_What you have to do:_
Working from the entries that follow, transcribe exactly and only the lines from the one with "Give the innermost point of each instance of the road" through the last, pictures excluded.

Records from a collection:
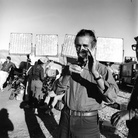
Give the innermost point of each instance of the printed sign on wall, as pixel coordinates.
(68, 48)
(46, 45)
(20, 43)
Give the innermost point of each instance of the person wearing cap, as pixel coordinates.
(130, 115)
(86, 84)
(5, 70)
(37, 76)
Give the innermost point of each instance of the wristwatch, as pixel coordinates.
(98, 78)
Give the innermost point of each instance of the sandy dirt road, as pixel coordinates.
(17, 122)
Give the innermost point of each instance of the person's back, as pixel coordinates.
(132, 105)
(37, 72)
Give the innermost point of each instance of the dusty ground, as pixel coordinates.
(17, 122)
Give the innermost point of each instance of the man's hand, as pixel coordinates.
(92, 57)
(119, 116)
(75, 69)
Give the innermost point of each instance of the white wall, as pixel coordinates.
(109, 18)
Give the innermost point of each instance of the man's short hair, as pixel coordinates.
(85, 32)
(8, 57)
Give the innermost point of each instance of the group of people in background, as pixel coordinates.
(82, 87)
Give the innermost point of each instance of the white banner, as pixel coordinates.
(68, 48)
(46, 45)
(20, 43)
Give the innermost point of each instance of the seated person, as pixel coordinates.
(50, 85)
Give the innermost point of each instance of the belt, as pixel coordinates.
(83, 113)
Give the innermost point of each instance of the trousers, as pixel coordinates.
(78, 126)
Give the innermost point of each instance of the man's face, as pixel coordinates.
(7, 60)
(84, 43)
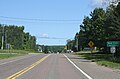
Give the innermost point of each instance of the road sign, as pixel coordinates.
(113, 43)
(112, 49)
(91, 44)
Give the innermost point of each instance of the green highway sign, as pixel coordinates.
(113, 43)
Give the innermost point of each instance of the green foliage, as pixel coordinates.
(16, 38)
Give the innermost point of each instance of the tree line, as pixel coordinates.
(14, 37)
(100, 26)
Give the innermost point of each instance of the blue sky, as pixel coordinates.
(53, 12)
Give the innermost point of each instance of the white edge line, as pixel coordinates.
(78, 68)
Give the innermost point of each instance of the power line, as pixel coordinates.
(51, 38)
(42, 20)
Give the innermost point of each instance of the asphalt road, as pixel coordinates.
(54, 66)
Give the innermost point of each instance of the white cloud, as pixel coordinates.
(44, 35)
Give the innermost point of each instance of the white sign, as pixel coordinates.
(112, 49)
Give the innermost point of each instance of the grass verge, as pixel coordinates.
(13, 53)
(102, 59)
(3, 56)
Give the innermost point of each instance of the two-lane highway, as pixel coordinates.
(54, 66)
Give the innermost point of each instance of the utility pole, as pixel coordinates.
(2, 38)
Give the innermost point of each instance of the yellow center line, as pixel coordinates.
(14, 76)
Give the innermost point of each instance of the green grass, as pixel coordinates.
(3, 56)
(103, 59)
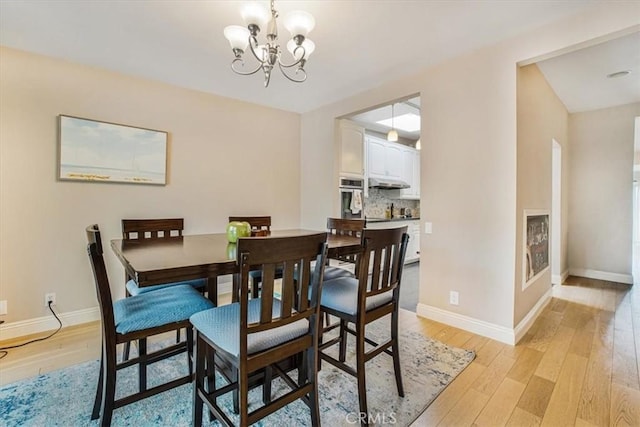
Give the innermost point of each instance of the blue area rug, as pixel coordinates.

_Task solution:_
Give the innermost point of each instance of the road sign, as pixel coordinates.
(113, 43)
(112, 49)
(91, 44)
Give the innermost point of each instance of the green highway sign, as pixel coordinates.
(113, 43)
Give the innermost point of each instance of the green foliage, as pixel coordinates.
(16, 38)
Give the innermost point of each instance of the tree line, as pixel coordinates.
(14, 37)
(100, 26)
Give the innermost point of each instance of the blue sky, as pixel coordinates.
(53, 12)
Give the innermost point of each instance of the white edge line, as pixel coordinates.
(78, 68)
Give the innermost point of each instance of the power line, as pixel coordinates.
(51, 38)
(42, 20)
Give the innermost point of each instance of the asphalt road, as pixel coordinates.
(54, 66)
Give the innermost point of each instance of the white cloud, as pixel coordinates.
(44, 35)
Give the innermost point of each instance of the white sign, as pixel coordinates.
(112, 49)
Give the innermost point of each instance of the grass verge, as pixel coordinates.
(13, 53)
(102, 59)
(3, 56)
Give the innermost point of each instance of the two-lane highway, as pixel coordinates.
(54, 66)
Give the innermost point of each instance of the utility pole, as pixel coordinates.
(2, 38)
Give the innermost point of each instance of the yellow center line, as pixel coordinates.
(14, 76)
Give the innermost point of each instance of the green grass, as pixel coordinates.
(3, 56)
(103, 59)
Give the innermost point of each instance of the blue area rug, as pixel coordinates.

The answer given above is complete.